Member Reviews
This book has so many surprising revelations. While I would have preferred for the story not to bounce from present to future it was still a good story. Wow to how it ends and what leads up to it, so shocking.
If you are looking for a good thriller, you won’t be disappointed with The Day AfterThe Party.
While I like reading this authors books this one just couldn't keep my interest! I couldn't connect with the characters of the story!
Thank you Net Galley and Bookouture for allowing me to read and review the book!
Thank you for the advanced reader copy! I enjoyed this book, but not as much as some thrillers. The narrators were fairly unreliable and the story played out a little bit silly to me. I did find myself invested in the plot and curious how it would play out, but overall the story fell a bit short for me.

■ **What you are asked to do**: Reproduce the member reviews word for word, starting with "Member Reviews" and going on through "short for me.".

■ **Records**:
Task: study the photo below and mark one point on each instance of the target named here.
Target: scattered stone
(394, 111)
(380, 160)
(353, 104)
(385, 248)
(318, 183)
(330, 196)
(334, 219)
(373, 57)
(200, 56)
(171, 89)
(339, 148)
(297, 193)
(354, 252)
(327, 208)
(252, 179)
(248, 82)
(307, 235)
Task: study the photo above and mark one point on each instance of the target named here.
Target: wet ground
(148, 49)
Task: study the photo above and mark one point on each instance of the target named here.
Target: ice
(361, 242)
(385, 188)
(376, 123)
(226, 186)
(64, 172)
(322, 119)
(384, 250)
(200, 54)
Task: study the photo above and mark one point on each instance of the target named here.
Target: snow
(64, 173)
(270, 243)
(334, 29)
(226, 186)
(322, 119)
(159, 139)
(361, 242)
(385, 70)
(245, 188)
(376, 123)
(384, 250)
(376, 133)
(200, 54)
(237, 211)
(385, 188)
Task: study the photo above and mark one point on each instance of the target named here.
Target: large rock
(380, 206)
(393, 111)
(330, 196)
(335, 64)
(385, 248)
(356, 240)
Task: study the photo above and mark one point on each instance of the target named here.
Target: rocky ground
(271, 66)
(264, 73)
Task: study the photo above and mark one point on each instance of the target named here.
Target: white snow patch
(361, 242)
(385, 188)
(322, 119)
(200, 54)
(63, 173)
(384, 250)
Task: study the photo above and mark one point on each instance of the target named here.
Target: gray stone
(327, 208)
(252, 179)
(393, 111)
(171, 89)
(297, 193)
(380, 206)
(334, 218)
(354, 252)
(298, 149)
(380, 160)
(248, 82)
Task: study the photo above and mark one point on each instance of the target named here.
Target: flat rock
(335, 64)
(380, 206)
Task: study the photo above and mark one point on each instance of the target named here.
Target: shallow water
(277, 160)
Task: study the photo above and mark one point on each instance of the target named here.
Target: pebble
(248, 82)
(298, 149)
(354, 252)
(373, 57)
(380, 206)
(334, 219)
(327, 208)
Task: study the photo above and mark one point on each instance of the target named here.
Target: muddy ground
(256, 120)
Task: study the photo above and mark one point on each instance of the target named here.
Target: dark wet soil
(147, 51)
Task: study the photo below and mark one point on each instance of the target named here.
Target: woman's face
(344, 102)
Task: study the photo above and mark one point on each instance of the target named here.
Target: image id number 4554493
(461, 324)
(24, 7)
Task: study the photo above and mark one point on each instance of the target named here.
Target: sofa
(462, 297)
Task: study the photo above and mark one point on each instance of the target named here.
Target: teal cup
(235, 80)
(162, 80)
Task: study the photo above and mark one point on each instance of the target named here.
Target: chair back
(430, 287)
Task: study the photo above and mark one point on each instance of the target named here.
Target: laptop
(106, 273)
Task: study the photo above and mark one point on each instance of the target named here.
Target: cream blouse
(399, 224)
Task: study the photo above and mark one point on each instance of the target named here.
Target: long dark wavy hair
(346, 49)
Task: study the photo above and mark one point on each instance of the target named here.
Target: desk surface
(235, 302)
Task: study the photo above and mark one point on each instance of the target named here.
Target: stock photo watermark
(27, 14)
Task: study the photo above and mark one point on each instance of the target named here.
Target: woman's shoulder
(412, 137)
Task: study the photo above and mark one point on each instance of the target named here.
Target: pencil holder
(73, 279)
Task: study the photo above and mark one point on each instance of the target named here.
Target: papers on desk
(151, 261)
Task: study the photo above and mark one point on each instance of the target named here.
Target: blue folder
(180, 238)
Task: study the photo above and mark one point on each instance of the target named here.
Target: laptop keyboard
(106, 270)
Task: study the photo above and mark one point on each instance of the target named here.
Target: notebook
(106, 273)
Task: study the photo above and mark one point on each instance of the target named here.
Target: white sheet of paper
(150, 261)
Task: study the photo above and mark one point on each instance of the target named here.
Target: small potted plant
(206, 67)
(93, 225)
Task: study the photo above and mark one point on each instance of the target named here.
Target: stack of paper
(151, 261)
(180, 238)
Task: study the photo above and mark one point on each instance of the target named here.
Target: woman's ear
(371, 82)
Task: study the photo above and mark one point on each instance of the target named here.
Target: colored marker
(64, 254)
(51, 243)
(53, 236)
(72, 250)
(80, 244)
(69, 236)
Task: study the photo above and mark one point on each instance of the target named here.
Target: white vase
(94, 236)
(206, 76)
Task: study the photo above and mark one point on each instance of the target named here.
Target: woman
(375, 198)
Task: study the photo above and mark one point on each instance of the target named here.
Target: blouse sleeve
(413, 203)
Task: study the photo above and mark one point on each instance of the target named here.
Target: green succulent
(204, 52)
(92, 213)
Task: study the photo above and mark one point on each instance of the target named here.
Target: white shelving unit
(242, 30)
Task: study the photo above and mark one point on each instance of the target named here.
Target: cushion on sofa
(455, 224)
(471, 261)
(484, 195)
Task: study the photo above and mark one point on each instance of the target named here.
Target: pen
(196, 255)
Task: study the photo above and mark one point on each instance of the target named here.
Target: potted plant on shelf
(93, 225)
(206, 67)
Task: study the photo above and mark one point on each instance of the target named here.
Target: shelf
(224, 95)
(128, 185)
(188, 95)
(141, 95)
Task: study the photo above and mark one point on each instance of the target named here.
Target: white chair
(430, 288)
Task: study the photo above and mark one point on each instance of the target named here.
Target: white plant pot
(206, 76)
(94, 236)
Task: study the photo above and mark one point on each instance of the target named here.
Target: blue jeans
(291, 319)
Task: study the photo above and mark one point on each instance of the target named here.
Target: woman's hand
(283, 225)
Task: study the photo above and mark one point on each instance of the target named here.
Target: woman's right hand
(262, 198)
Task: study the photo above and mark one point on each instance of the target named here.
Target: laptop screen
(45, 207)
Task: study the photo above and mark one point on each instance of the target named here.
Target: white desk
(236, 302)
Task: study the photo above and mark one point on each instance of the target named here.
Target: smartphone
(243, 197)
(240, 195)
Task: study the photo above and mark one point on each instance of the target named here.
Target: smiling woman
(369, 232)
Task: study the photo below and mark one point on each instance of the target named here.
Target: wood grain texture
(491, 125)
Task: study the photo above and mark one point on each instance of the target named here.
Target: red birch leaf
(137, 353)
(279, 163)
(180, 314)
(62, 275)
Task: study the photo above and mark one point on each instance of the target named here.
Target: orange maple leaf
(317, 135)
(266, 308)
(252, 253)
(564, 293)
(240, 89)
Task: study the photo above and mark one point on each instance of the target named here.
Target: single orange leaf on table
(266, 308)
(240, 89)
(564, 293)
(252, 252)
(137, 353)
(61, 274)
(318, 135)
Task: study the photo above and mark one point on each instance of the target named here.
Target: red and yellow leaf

■ **Written response**:
Member Reviews
This book has so many surprising revelations. While I would have preferred for the story not to bounce from present to future it was still a good story. Wow to how it ends and what leads up to it, so shocking.
If you are looking for a good thriller, you won’t be disappointed with The Day AfterThe Party.
While I like reading this authors books this one just couldn't keep my interest! I couldn't connect with the characters of the story!
Thank you Net Galley and Bookouture for allowing me to read and review the book!
Thank you for the advanced reader copy! I enjoyed this book, but not as much as some thrillers. The narrators were fairly unreliable and the story played out a little bit silly to me. I did find myself invested in the plot and curious how it would play out, but overall the story fell a bit short for me.